--- Problem details ---
Substitute "ball" for each "football" in the records, starting at the line that has "Target: red jersey" and stopping after the line that has "(1022, 455)", and leave everything else unchanged. Return only those lines.

--- Provided entries ---
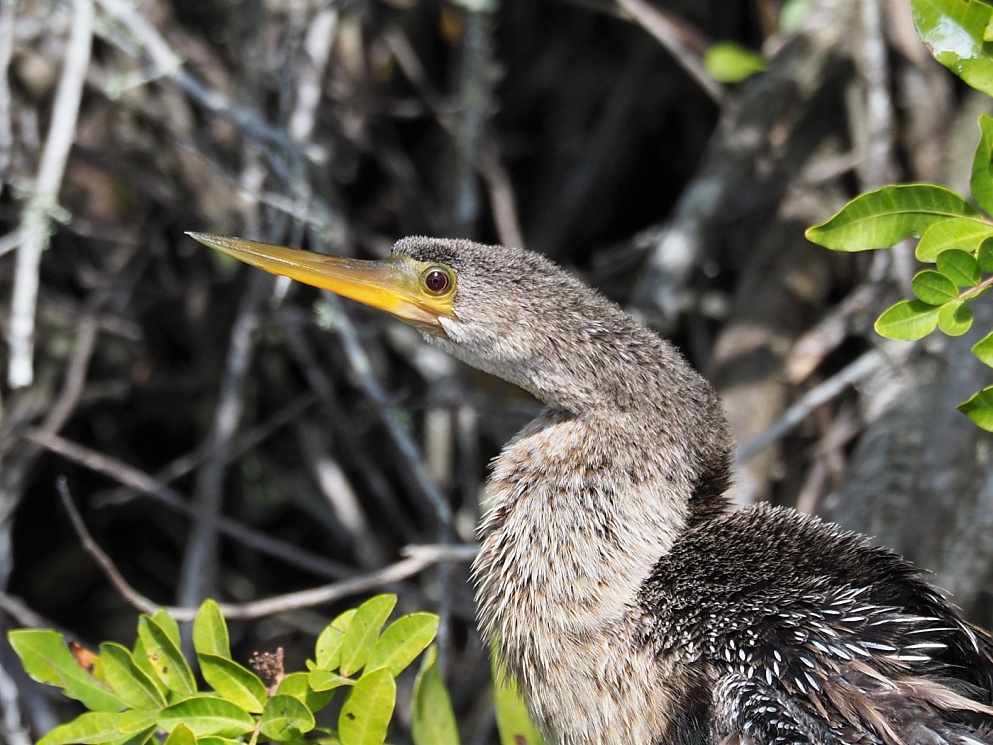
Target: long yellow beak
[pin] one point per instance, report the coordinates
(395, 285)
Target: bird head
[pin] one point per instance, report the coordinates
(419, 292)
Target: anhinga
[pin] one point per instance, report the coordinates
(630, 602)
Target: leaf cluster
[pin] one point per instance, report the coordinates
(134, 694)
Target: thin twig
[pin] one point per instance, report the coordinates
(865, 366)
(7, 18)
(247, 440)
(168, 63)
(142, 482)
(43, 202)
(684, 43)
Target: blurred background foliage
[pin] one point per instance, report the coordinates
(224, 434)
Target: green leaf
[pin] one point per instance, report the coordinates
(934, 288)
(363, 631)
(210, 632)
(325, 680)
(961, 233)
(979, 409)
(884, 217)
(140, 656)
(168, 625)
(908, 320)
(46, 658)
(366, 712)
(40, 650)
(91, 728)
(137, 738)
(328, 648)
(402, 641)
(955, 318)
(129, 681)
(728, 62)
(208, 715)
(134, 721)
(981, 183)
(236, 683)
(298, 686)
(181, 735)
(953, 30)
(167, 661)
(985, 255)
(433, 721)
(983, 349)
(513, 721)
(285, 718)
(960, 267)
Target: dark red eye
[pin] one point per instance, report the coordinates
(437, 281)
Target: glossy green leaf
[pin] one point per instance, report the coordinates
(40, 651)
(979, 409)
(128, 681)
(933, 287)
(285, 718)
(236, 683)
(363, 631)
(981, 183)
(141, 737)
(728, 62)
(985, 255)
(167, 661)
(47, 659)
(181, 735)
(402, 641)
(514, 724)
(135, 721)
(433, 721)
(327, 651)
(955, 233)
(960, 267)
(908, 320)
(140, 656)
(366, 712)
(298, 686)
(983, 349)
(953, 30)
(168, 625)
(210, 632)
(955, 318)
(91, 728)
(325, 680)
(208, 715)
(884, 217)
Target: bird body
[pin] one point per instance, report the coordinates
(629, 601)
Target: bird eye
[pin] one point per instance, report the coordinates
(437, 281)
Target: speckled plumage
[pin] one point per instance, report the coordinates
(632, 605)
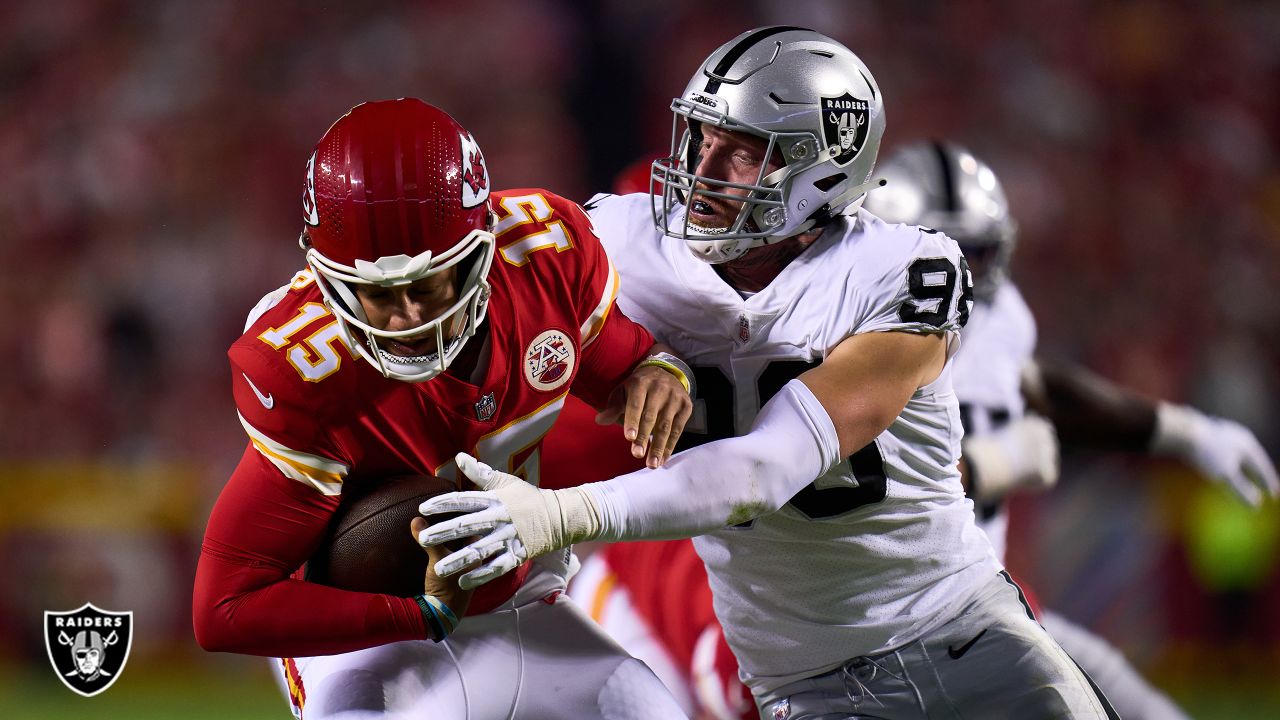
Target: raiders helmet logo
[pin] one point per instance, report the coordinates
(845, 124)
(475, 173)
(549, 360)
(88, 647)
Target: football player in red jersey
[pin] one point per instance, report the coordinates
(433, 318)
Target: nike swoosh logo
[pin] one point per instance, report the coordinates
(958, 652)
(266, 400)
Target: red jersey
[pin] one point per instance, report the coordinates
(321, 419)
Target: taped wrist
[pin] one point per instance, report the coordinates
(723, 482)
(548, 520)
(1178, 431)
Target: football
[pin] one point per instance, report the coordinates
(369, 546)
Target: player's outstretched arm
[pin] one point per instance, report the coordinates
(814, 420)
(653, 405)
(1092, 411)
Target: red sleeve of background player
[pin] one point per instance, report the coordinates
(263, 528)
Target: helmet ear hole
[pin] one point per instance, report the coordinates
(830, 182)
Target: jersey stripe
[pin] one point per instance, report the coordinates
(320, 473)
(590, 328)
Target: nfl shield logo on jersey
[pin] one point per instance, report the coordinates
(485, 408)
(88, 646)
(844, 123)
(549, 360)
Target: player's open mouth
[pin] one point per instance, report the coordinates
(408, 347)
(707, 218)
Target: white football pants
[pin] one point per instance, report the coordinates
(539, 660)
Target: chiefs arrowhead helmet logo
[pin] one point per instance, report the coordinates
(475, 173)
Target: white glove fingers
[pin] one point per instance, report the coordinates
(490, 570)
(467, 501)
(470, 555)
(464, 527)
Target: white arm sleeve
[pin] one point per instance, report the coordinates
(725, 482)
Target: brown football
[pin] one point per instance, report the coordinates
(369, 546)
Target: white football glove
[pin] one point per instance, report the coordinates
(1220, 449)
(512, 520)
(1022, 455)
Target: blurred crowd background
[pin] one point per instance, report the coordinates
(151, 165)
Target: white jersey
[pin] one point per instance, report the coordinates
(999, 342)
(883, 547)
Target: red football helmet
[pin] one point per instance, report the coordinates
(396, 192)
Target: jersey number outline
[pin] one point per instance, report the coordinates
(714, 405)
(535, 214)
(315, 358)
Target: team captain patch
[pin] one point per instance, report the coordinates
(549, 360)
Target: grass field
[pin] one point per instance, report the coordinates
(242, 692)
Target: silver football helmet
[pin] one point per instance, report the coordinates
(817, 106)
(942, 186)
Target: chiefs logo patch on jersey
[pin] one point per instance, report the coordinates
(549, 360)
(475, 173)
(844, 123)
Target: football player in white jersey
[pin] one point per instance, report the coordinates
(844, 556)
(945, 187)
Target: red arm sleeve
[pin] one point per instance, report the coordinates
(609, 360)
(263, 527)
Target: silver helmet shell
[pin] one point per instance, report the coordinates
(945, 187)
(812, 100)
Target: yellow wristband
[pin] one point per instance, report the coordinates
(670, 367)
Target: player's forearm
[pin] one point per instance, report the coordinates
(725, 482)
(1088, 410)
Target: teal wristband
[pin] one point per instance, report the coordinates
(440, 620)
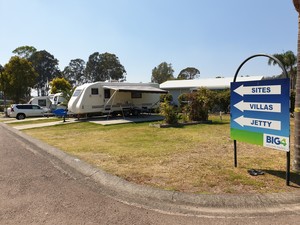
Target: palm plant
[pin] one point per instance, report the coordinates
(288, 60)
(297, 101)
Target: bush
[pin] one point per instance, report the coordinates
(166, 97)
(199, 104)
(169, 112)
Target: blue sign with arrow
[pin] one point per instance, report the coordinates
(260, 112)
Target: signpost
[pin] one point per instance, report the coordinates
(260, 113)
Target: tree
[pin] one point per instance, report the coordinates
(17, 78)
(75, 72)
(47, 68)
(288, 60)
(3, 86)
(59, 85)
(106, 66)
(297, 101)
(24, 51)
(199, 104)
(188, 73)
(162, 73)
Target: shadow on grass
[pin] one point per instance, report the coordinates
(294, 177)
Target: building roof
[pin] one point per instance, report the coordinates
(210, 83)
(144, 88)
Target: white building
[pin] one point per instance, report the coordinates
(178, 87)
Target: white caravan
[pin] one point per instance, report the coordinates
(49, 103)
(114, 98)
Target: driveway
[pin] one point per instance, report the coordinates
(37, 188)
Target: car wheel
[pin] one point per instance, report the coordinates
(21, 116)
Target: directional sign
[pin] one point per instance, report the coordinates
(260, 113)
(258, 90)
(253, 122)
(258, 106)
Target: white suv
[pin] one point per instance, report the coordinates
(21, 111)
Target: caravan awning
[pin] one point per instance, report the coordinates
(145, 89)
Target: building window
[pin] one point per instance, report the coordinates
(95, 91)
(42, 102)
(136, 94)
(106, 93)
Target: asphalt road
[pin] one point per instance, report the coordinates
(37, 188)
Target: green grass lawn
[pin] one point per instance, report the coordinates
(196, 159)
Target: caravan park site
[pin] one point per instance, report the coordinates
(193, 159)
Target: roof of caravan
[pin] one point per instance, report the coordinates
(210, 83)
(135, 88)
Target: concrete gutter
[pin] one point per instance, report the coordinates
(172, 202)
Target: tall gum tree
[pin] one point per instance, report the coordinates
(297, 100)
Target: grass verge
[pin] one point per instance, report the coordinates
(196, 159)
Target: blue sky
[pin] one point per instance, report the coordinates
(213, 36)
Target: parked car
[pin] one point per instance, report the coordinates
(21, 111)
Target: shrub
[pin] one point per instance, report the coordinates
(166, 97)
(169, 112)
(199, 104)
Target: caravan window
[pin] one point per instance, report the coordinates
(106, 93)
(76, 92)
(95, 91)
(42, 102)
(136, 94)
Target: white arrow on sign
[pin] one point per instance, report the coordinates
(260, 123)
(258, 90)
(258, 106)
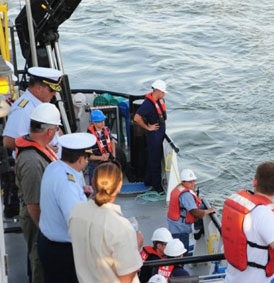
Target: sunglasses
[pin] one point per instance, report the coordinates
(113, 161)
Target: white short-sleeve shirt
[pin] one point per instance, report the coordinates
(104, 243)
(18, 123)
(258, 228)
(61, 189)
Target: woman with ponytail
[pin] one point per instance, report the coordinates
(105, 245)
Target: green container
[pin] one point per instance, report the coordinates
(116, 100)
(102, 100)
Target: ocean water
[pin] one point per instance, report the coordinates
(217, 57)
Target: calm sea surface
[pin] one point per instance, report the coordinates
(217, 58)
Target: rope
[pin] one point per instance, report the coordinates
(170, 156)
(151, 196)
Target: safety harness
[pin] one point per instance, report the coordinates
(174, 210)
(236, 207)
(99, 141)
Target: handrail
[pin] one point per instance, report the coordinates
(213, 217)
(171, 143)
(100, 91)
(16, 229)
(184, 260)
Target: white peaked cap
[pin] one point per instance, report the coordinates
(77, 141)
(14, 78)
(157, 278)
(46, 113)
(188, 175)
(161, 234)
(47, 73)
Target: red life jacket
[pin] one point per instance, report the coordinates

--- Final answer ---
Target: red jersey
[pin] one point per instance, report the coordinates
(321, 419)
Target: taped wrist
[pin] one point per instance, report the coordinates
(723, 482)
(548, 520)
(1178, 431)
Target: ball
[pin] one point per instance, report the coordinates
(369, 546)
Target: player's outstretched arm
[pin] one point per instance, report the coordinates
(814, 420)
(653, 405)
(1092, 411)
Target: red sleeve of background player
[pin] one point per instance, report the coordinates
(263, 528)
Target: helmet ear hole
[pin] one point per instance, report the coordinates
(830, 182)
Target: jersey stripe
[pin] one point per instance, report the coordinates
(320, 473)
(590, 328)
Target: nfl shield logo on jersey
[pin] one point per instance, report the coordinates
(485, 408)
(88, 646)
(844, 123)
(549, 360)
Target: player's open mouth
[pin] one point per instance, report the coordinates
(408, 347)
(707, 218)
Target: white ball pants
[pin] one point per instance, report the coordinates
(539, 660)
Target: chiefs arrowhead helmet logo
[pin] one point per instance, report the coordinates
(475, 173)
Target: white glove fingers
[pin] one point per instance, report the coordinates
(490, 570)
(467, 501)
(470, 555)
(464, 527)
Target: white arm sleeve
[pin] one point per instance, report the coordinates
(725, 482)
Target: brown ball
[pin] one point per instance, report the coordinates
(369, 546)
Target: white ball glove
[pin] one point per instance, report the coordinates
(1220, 449)
(512, 520)
(1022, 455)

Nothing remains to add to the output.